■ Aufgabe A
Schreib aus dem Interview über die neue Berechnungsmethode den Abschnitt wortgetreu ab, beginnend mit „BZB: Kommen Sie“ und weiter bis einschließlich „einfachen Worten erklären?“.
■ Aufgabe B
Wie geht das Interview über die neue Berechnungsmethode nach seinem letzten Satz weiter? Schreib es fort.

■ Textauszug
__________________________________________________

BZB: Kommen Sie dieser Aufforderung nach?

Kober: Selbstverständlich! Der Vorstand der KZVB hat das Sachverständigen-Gutachten bereits in Auftrag gegeben. Ich bin zuversichtlich, dass die neue Berechnungsmethode der externen Prüfung standhält.

BZB: Können Sie uns diese Berechnungsmethode in einfachen Worten erklären?

Kober: Im Prinzip verhält es sich hier ähnlich wie beim Würfeln mit einem regulären Sechs-Augen-Würfel. Wir haben eine Stichprobe und können beobachten, wie oft jemand gewürfelt hat und welche Augenzahlen gewürfelt wurden. Nun wollen wir wissen, ob der Würfel gezinkt ist. Bei einem fairen Würfel müssten im Mittel 3,5 Augen geworfen werden. Tatsächlich kann ein konkretes Stichprobenmittel natürlich auch bei einem fairen Würfel über 3,5 liegen, rein aus Zufall. Daher ging die Wirtschaftlichkeitsprüfung bislang generell davon aus, dass erst bei einer Überschreitung des Durchschnittes um 50 Prozent, also wenn im Durchschnitt 5,25 Augen gewürfelt werden, ein offensichtliches Missverhältnis vorliegt. Legt man nun die Gesetze der Stochastik zugrunde, so weiß man: Je größer die Stichprobe, desto mehr nähert sich das Stichprobenmittel dem wahren Durchschnitt an – dies besagt das sogenannte Gesetz der Großen Zahlen. Mit dem Standardfehler kann man sogar, unter wenigen Voraussetzungen, exakt berechnen, wie genau man den wahren Mittelwert einer Stichprobe abhängig von der Stichprobengröße bestimmen kann.

__________________________________________________

■ Daten
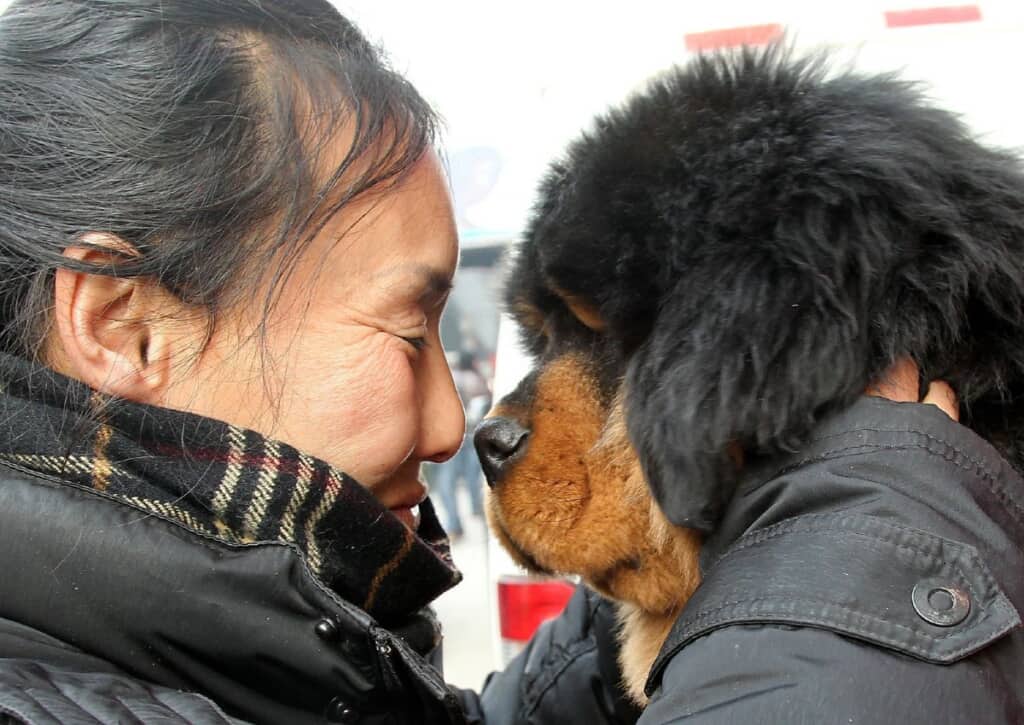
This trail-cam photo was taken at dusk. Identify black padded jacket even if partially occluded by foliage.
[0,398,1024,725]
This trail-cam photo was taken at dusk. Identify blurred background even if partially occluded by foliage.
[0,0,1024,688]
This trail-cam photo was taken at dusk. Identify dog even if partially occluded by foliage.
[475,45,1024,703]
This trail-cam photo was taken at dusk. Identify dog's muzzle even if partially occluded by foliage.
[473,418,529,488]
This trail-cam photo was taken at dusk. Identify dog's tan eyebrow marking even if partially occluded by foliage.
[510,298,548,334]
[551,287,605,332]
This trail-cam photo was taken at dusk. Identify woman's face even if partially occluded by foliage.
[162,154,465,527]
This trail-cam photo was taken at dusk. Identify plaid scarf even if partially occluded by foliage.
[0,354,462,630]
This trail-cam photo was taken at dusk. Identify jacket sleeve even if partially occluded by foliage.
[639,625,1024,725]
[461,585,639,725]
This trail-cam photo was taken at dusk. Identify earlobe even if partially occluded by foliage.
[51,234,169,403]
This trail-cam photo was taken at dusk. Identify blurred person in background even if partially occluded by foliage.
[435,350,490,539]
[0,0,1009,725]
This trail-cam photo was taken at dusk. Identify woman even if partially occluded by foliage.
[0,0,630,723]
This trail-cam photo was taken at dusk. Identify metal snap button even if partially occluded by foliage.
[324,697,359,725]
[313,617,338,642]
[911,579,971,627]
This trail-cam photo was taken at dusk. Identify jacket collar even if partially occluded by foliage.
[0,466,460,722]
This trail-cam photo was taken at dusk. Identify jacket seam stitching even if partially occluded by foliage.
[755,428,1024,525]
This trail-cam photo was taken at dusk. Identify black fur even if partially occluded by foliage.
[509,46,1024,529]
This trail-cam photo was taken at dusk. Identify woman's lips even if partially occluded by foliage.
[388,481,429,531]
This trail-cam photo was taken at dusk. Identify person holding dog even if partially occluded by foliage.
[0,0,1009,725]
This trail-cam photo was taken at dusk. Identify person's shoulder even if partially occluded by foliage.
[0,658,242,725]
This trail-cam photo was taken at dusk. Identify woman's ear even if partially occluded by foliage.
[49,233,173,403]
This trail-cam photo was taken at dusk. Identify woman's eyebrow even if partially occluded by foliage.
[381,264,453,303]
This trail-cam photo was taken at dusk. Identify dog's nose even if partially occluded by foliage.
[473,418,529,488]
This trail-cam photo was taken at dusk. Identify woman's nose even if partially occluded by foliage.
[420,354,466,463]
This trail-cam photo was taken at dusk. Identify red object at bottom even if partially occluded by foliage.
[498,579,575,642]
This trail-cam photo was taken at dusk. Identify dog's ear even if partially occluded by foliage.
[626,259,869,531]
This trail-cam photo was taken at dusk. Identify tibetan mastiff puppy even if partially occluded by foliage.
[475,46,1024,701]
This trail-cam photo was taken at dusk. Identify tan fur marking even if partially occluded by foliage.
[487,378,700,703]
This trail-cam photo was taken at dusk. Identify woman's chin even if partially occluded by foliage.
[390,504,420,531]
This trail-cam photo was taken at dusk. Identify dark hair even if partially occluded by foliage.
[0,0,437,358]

__________________________________________________

■ Antwort A
BZB: Kommen Sie dieser Aufforderung nach?

Kober: Selbstverständlich! Der Vorstand der KZVB hat das Sachverständigen-Gutachten bereits in Auftrag gegeben. Ich bin zuversichtlich, dass die neue Berechnungsmethode der externen Prüfung standhält.

BZB: Können Sie uns diese Berechnungsmethode in einfachen Worten erklären?

■ Antwort B
BZB: Und wie wird diese Formel in der Wirtschaftlichkeitsprüfung angewandt?

Kober: Nun sagen wir: Für eine Praxis mit durchschnittlicher Größe ist eine Überschreitung des Gesamtfallwertes um 50 Prozent weiterhin in Ordnung, so wie es jahrelang in der Wirtschaftlichkeitsprüfung praktiziert wurde. Für alle anderen Praxen verhält sich dieser Faktor allerdings genauso wie der Standardfehler in der Statistik. Wenn eine Praxis eine dreifach höhere Fallzahl als der Durchschnitt aufweist, so beginnt das offensichtliche Missverhältnis schon bei 28,9 Prozent (siehe Kasten). Dadurch würde einerseits bereits ab diesem Wert die Anscheinsvermutung der Unwirtschaftlichkeit mit der Folge der Beweislastumkehr eintreten, andererseits könnten auch Fallwertüberschreitungen bereits ab diesem Wert einer Kürzung unterliegen.

BZB: Welche Konsequenzen hat diese Formel für die Wirtschaftlichkeitsprüfung?

Kober: Wir erreichen damit zwei Ziele: Die „Großen“, die sich viel aus dem Honorartopf nehmen, kommen häufiger in die Wirtschaftlichkeitsprüfung, die Kleinen seltener und haben dann gleichzeitig die Argumentation einer an ihre individuelle Fallzahl angepassten, erhöhten Überschreitungsgrenze auf ihrer Seite. Oder, wie es das Gericht ausdrückte: „Eine in Relation zur Vergleichsgruppe besonders niedrige Fallzahl kann zur Folge haben, dass einzelne, besonders aufwendige Behandlungsfälle den Fallwert des betroffenen Arztes/Zahnarztes überproportional in die Höhe treiben. In diesem Fall wird die Überlegung anzustellen sein, entweder die Grenze zum offensichtlichen Missverhältnis individuell nach oben anzupassen oder dies im Rahmen der Kürzung auf der Rechtsfolgenseite zu berücksichtigen.“

Das bedeutet konkret: Die Formel muss auch in die andere Richtung wirken. Ist eine Praxis nur halb so groß wie die durchschnittliche Praxis, so darf das offensichtliche Missverhältnis erst bei 70,7 Prozent (siehe Kasten) beginnen.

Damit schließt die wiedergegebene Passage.